Or so a correspondent tells me. What do we know?
Well, to go insolvent, the Fed would have to recognize losses of apx. $40 billion on its asset portfolio of $4.5 trillion. This is not unthinkable, particularly since it is already holding nearly $2 trillion of risky assets and the several trillion of US securities it is holding are longer term securities. On the other hand, if the Fed is able to hold all of its assets through to maturity, it is not likely to have to recognize losses.
On the other hand, the entire point of conducting monetary policy is that in the event of a tightening, the Fed will have to swap its existing assets with its member institutions (traditional OMO) or with other entities that were not traditionally doing business with the Fed (now, that is worth an entirely new blog post). Also as an aside, much of what the Fed is doing on its liability side is in the reverse repo market (think of these like gigantic collateralized checking accounts that big non-affiliated institutions hold at the Fed). When the Fed tightens, what it essentially does is take securities off the asset side of its balance sheet and swaps them for an equivalent amount of cash or reserve credit from the asset side of a member bank or other institution. From the Fed’s balance sheet perspective, its assets (and hence size of the balance sheet) fall by the amount of the swap, and when it secures the cash or reserve credit, it destroys them, thereby decreasing the monetary base / liability side of its balance sheet.
● ● ● ● ●
### Problems to work on
**a)** Condense the paragraph of the Fed post that begins "Well, to go insolvent" into two or three sentences, keeping its main facts.
**b)** Output the stretch of the Fed post from "Or so a correspondent" through "to recognize losses.".
**c)** According to the Fed post, how large is the Fed's asset portfolio?
Rely solely on the post about the Fed.

### Dataset records
● ● ● ● ●
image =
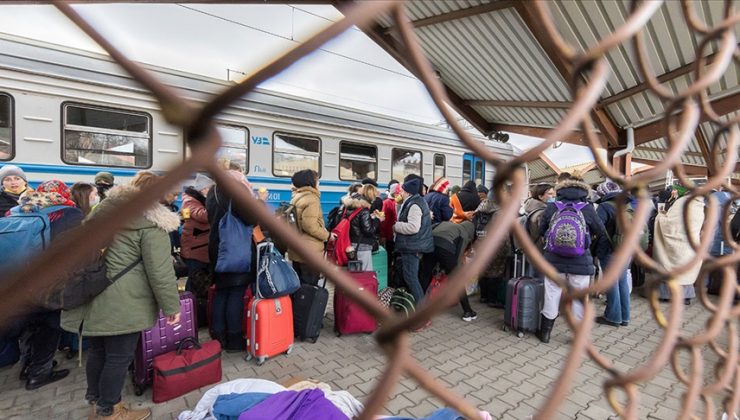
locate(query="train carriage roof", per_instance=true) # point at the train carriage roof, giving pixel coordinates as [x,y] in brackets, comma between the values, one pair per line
[32,56]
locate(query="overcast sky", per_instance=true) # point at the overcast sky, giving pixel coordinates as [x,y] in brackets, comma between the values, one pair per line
[350,70]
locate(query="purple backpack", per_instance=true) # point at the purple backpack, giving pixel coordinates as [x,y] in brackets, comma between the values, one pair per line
[568,232]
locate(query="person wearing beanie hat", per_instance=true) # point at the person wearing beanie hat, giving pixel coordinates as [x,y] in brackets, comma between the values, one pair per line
[310,220]
[413,234]
[439,201]
[14,183]
[103,182]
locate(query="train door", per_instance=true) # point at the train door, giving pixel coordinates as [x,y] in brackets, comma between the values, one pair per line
[474,168]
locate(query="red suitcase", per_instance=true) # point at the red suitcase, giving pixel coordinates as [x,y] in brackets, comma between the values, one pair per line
[178,372]
[349,317]
[269,327]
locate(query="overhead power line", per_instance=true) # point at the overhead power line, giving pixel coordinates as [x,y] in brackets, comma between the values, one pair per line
[266,32]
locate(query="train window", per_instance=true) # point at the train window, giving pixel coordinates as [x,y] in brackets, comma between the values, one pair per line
[107,137]
[439,166]
[235,145]
[405,162]
[6,127]
[293,153]
[357,162]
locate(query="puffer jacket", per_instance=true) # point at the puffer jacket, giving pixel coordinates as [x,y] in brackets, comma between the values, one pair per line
[577,192]
[363,229]
[439,205]
[307,202]
[217,204]
[195,230]
[132,303]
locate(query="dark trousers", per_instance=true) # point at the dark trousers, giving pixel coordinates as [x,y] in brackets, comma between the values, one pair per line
[306,274]
[41,340]
[228,310]
[447,263]
[108,360]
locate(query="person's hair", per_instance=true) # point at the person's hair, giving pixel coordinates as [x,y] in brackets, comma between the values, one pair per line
[80,194]
[538,190]
[564,176]
[370,192]
[143,179]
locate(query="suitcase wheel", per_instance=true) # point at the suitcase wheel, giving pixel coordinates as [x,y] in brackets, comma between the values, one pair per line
[139,390]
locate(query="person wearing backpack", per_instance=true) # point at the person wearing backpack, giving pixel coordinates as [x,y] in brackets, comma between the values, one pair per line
[14,183]
[42,325]
[364,226]
[617,311]
[115,318]
[310,220]
[413,234]
[228,303]
[568,226]
[439,201]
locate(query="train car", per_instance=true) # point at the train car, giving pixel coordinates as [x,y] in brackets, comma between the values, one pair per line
[68,114]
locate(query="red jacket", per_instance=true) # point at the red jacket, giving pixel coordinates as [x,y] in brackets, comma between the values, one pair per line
[195,230]
[386,226]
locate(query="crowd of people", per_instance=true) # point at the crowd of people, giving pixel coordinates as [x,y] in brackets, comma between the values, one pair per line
[426,230]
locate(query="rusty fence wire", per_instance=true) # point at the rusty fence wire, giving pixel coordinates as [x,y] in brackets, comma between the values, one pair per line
[589,77]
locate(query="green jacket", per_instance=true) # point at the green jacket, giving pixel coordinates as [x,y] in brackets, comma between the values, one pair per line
[132,303]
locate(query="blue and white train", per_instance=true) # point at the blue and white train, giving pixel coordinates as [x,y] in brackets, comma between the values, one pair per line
[68,114]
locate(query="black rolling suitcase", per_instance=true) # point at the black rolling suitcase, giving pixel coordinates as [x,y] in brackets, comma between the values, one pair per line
[524,298]
[309,305]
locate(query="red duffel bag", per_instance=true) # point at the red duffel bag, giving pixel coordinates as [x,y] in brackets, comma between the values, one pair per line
[178,372]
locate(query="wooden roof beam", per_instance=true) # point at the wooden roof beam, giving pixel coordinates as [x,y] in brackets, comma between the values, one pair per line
[461,13]
[602,119]
[654,130]
[520,104]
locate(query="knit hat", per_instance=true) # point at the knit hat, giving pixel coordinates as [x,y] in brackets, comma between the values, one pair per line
[412,186]
[12,170]
[304,178]
[202,182]
[608,187]
[369,181]
[106,178]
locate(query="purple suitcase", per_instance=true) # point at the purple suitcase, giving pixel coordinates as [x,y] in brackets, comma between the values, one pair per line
[163,338]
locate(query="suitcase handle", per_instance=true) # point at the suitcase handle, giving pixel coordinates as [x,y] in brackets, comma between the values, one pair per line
[186,340]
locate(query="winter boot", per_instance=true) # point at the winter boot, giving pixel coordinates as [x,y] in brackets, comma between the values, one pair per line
[546,325]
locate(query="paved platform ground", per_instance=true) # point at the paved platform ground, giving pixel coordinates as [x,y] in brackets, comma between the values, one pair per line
[495,370]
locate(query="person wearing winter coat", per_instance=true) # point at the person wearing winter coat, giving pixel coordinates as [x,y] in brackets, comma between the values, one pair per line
[114,319]
[672,248]
[228,304]
[413,234]
[450,242]
[364,226]
[576,270]
[439,201]
[465,202]
[41,327]
[14,183]
[307,202]
[493,279]
[617,311]
[195,229]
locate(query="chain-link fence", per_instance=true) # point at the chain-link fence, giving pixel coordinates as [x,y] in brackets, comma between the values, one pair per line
[589,76]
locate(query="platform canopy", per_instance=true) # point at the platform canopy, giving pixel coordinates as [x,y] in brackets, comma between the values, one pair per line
[503,74]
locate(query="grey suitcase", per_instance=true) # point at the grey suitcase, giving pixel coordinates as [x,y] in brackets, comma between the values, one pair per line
[524,299]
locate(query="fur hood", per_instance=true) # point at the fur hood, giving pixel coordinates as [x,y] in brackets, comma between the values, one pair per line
[356,201]
[571,183]
[158,214]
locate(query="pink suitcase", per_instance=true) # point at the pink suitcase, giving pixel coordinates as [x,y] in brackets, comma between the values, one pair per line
[163,338]
[350,318]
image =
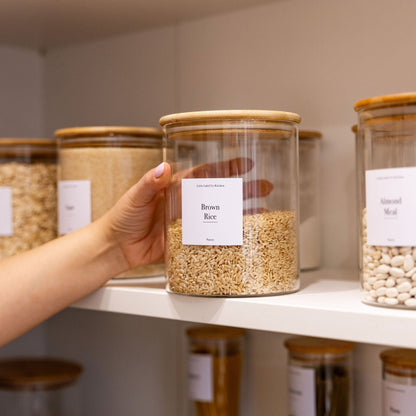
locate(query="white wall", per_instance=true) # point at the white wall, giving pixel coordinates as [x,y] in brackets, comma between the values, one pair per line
[21,115]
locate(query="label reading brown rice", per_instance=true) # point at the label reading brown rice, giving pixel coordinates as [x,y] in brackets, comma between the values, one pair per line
[212,211]
[6,217]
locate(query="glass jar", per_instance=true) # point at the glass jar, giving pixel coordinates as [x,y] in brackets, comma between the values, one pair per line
[399,382]
[214,370]
[39,387]
[27,194]
[387,125]
[232,207]
[319,377]
[309,190]
[97,165]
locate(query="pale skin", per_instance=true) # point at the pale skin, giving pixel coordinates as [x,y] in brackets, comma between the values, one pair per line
[41,282]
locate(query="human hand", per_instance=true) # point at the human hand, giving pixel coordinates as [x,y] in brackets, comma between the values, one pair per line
[136,221]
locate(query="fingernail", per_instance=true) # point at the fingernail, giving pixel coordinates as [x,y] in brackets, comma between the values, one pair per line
[159,170]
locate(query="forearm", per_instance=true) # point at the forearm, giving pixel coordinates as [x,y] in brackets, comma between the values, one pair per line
[41,282]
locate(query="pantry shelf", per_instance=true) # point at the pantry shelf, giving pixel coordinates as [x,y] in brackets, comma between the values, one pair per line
[328,305]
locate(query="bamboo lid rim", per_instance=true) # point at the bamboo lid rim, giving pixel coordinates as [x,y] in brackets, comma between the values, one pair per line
[94,131]
[215,332]
[311,345]
[401,357]
[310,134]
[195,116]
[37,373]
[19,141]
[385,101]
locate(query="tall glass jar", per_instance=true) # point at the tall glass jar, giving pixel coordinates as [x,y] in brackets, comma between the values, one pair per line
[319,377]
[97,165]
[232,207]
[399,382]
[387,126]
[215,356]
[39,387]
[27,194]
[309,193]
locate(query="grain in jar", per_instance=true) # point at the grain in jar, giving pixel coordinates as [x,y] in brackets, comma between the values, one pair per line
[97,165]
[319,377]
[387,128]
[27,194]
[309,193]
[215,356]
[232,206]
[399,382]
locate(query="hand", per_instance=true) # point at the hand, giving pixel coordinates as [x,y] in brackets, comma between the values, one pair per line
[136,222]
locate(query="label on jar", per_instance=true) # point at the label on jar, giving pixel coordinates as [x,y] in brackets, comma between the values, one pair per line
[200,378]
[301,391]
[391,207]
[212,212]
[398,399]
[6,209]
[74,205]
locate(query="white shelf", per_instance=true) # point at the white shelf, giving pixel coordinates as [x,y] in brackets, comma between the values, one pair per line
[328,305]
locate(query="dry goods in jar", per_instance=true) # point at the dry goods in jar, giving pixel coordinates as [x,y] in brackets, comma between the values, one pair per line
[265,263]
[33,189]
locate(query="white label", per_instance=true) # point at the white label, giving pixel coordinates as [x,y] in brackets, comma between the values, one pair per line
[398,399]
[391,207]
[301,391]
[6,212]
[74,205]
[212,211]
[200,378]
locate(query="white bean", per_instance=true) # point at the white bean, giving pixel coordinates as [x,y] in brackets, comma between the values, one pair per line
[392,292]
[397,261]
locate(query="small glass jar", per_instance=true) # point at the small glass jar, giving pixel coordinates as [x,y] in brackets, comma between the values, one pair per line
[232,207]
[387,126]
[27,194]
[97,165]
[39,387]
[214,369]
[309,195]
[319,377]
[399,382]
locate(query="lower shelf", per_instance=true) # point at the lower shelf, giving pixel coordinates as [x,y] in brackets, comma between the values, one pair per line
[328,305]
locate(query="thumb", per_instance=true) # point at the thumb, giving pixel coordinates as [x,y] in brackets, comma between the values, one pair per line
[148,187]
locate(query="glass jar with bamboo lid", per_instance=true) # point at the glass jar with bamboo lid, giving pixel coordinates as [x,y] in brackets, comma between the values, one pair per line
[387,128]
[232,207]
[399,381]
[27,194]
[215,356]
[97,165]
[319,376]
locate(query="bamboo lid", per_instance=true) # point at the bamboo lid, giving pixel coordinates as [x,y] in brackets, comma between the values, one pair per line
[10,141]
[400,357]
[310,345]
[215,332]
[385,101]
[37,373]
[206,116]
[96,131]
[310,134]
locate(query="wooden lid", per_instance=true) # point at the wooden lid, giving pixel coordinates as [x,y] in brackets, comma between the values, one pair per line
[37,373]
[310,134]
[206,116]
[385,101]
[11,141]
[214,332]
[96,131]
[400,357]
[310,345]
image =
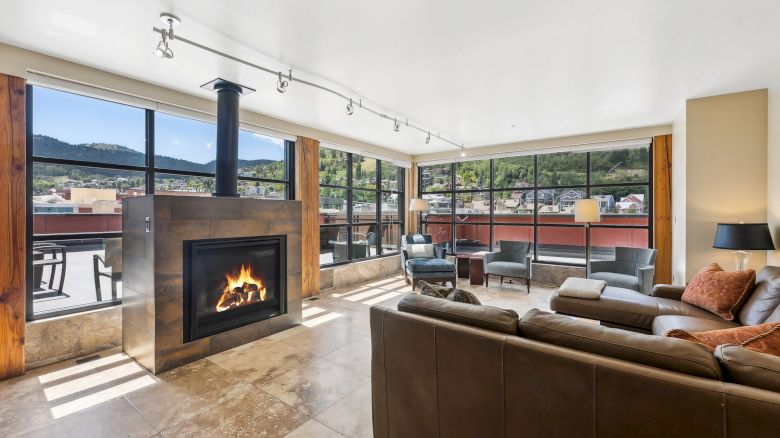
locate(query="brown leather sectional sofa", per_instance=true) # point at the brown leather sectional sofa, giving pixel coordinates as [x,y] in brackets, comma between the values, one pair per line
[662,310]
[445,369]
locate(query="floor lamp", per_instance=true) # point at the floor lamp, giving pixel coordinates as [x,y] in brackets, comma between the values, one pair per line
[587,211]
[418,205]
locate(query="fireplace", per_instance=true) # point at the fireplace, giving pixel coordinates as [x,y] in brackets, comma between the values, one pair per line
[232,282]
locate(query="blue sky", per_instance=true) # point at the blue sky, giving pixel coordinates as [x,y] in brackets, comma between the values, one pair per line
[77,119]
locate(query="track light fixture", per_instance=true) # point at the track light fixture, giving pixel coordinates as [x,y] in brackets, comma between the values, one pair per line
[162,50]
[281,83]
[350,108]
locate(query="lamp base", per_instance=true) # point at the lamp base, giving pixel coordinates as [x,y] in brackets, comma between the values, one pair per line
[741,259]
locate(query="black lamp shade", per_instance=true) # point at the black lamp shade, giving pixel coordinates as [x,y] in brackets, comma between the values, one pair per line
[743,237]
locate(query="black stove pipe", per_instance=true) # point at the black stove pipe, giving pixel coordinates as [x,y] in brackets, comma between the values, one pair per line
[228,95]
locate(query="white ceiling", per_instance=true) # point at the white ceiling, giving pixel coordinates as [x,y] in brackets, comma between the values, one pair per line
[479,72]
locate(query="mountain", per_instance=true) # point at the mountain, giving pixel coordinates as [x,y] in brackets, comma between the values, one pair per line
[45,146]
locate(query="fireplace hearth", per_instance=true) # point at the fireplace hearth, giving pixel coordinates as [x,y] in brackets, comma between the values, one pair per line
[232,282]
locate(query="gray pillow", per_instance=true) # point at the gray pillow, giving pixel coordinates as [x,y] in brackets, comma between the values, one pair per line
[420,251]
[658,351]
[463,296]
[433,290]
[486,317]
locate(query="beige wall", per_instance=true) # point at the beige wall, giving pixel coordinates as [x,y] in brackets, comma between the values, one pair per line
[773,173]
[678,199]
[725,172]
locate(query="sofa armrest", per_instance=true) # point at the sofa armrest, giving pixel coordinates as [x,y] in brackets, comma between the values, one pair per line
[669,291]
[645,275]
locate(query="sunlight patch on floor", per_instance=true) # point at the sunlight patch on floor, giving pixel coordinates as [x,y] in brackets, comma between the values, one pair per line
[85,383]
[78,369]
[321,319]
[105,395]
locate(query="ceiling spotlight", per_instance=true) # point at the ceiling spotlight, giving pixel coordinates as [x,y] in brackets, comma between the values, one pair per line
[162,50]
[350,108]
[281,83]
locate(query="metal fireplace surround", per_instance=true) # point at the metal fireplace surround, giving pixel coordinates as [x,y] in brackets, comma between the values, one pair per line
[206,261]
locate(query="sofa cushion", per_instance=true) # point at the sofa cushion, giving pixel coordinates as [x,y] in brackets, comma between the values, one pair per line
[486,317]
[626,307]
[617,280]
[748,367]
[433,290]
[665,323]
[718,291]
[661,352]
[430,265]
[764,338]
[764,299]
[463,296]
[508,269]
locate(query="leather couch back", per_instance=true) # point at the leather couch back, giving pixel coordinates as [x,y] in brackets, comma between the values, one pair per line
[435,378]
[764,299]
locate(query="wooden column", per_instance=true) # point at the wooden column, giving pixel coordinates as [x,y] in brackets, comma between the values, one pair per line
[662,207]
[307,190]
[12,225]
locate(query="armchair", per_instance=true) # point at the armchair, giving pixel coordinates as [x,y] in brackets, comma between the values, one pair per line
[513,260]
[633,268]
[423,260]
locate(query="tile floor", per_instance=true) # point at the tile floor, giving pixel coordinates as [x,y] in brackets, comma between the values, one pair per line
[309,381]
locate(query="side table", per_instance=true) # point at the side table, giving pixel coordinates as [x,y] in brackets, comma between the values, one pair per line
[476,271]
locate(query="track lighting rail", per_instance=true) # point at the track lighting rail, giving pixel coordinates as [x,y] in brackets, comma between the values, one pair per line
[284,80]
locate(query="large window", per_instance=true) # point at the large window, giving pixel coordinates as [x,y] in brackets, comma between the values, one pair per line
[474,204]
[361,201]
[85,156]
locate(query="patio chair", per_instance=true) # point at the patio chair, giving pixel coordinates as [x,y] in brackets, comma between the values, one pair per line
[112,258]
[513,260]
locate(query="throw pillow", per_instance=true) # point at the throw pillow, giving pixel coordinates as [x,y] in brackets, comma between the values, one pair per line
[463,296]
[718,291]
[433,290]
[763,338]
[420,251]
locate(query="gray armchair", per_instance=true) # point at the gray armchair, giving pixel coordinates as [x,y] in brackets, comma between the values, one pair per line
[430,267]
[513,260]
[633,268]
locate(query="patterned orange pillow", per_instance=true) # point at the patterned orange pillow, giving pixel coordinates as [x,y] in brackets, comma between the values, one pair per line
[718,291]
[763,338]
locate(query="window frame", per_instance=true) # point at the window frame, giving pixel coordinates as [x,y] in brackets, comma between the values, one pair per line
[536,188]
[150,171]
[350,223]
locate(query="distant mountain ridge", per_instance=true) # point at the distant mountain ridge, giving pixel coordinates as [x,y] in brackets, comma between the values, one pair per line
[45,146]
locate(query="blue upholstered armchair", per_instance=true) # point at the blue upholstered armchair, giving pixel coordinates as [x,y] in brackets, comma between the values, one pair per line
[513,260]
[423,260]
[633,268]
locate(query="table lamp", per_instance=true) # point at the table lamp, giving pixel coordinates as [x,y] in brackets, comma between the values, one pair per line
[741,238]
[587,211]
[418,205]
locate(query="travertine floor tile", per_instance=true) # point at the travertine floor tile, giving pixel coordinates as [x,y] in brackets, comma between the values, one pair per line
[314,429]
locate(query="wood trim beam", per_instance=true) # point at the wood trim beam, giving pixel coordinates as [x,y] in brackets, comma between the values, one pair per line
[307,190]
[12,225]
[662,207]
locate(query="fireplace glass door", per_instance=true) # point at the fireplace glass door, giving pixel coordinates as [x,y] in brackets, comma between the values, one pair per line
[232,282]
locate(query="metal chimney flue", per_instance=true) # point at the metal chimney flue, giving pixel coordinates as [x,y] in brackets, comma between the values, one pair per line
[228,95]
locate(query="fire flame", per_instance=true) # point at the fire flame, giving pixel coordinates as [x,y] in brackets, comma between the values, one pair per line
[241,289]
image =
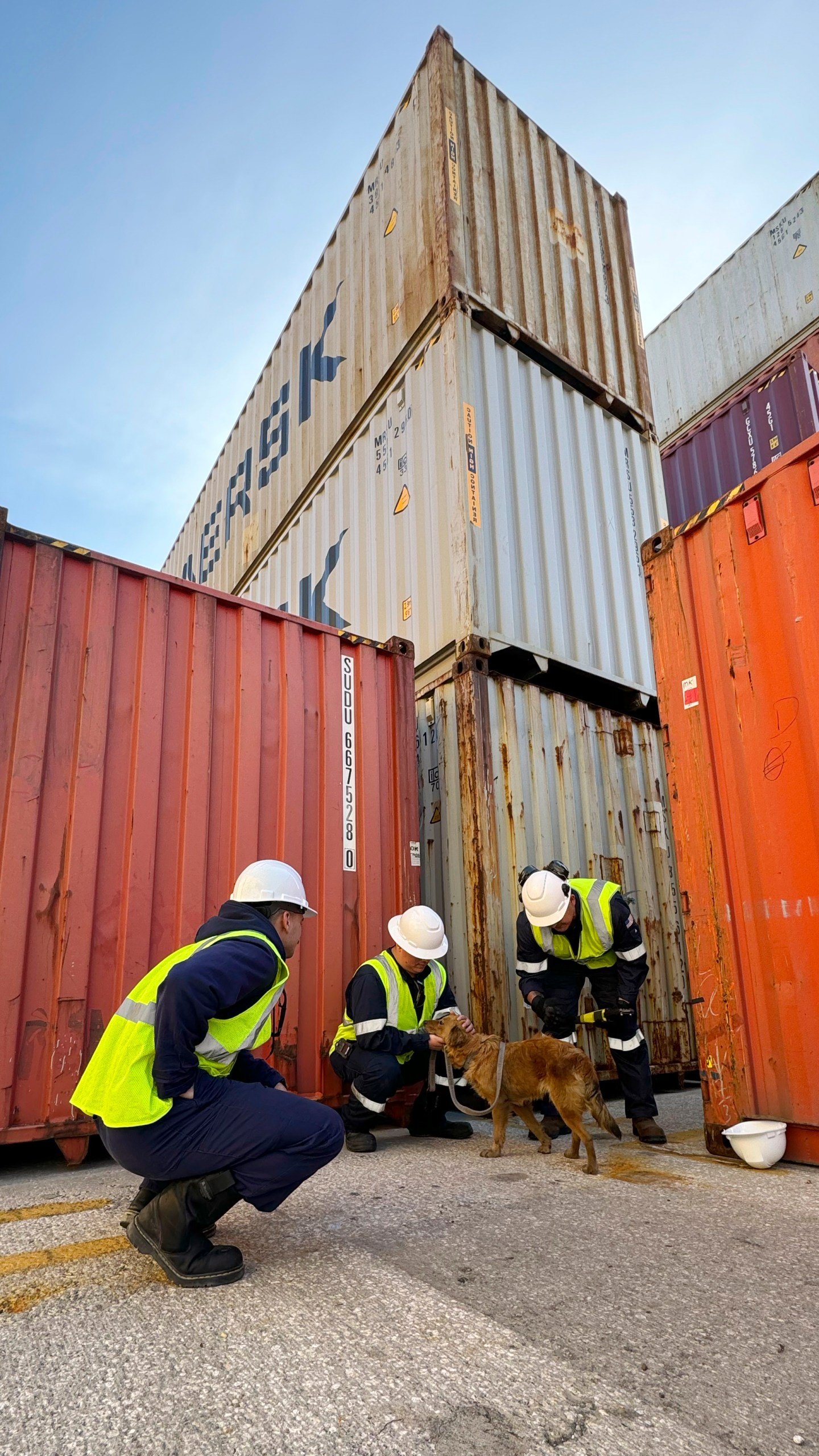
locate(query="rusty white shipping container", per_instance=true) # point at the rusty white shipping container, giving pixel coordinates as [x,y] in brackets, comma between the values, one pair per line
[514,775]
[757,305]
[484,497]
[464,197]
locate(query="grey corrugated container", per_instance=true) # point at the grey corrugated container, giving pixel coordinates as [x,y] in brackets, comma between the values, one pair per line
[465,197]
[543,557]
[755,306]
[514,775]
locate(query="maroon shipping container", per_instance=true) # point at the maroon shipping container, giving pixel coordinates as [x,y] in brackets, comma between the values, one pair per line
[760,424]
[155,739]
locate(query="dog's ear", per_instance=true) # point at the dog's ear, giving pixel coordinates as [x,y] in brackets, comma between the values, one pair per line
[458,1036]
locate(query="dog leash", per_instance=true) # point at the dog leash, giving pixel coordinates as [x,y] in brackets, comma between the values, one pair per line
[468,1111]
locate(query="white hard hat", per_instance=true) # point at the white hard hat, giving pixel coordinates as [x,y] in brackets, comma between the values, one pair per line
[270,882]
[545,897]
[419,932]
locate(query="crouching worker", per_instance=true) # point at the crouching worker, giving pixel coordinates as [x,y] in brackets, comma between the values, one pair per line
[381,1044]
[180,1100]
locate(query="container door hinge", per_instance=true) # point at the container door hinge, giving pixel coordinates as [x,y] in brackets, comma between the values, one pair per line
[814,478]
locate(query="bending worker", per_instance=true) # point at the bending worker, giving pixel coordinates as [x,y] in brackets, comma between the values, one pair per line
[180,1100]
[572,929]
[381,1044]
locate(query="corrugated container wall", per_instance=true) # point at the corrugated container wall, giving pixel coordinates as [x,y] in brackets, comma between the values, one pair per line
[757,427]
[465,197]
[757,306]
[461,507]
[514,775]
[158,737]
[737,641]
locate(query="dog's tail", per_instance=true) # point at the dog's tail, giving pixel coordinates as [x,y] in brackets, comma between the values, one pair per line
[599,1110]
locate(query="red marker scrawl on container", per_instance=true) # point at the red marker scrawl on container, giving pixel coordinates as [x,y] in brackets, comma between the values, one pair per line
[690,693]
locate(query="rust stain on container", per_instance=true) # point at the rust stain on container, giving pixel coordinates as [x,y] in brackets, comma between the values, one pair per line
[735,614]
[156,737]
[522,775]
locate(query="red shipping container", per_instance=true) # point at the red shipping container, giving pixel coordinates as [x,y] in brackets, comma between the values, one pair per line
[735,627]
[155,739]
[758,425]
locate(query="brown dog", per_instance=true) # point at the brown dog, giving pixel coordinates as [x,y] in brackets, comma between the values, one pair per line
[532,1069]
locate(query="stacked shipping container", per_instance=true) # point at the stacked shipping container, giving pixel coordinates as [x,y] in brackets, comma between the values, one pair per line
[470,464]
[732,389]
[156,737]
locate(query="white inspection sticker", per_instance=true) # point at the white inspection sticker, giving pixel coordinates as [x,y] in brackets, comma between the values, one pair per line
[349,759]
[690,693]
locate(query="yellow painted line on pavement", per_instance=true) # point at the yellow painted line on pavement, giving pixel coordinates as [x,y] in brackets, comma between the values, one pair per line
[61,1254]
[51,1210]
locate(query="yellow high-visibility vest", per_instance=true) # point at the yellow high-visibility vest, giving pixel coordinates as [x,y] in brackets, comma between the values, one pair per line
[597,931]
[118,1083]
[400,1007]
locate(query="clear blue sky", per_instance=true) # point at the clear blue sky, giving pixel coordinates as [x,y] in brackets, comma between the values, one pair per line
[172,171]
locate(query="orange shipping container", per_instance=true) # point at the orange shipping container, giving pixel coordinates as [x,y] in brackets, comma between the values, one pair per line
● ● ● ● ●
### Exercise results
**a)** The Fed would become insolvent if it had to recognize about $40 billion in losses on its $4.5 trillion asset portfolio. That is plausible, since it holds nearly $2 trillion of risky assets and its several trillion in US securities are longer term. If it can hold all its assets to maturity, however, it probably won't have to recognize losses.

**b)**
Or so a correspondent tells me. What do we know?
Well, to go insolvent, the Fed would have to recognize losses of apx. $40 billion on its asset portfolio of $4.5 trillion. This is not unthinkable, particularly since it is already holding nearly $2 trillion of risky assets and the several trillion of US securities it is holding are longer term securities. On the other hand, if the Fed is able to hold all of its assets through to maturity, it is not likely to have to recognize losses.

**c)** $4.5 trillion.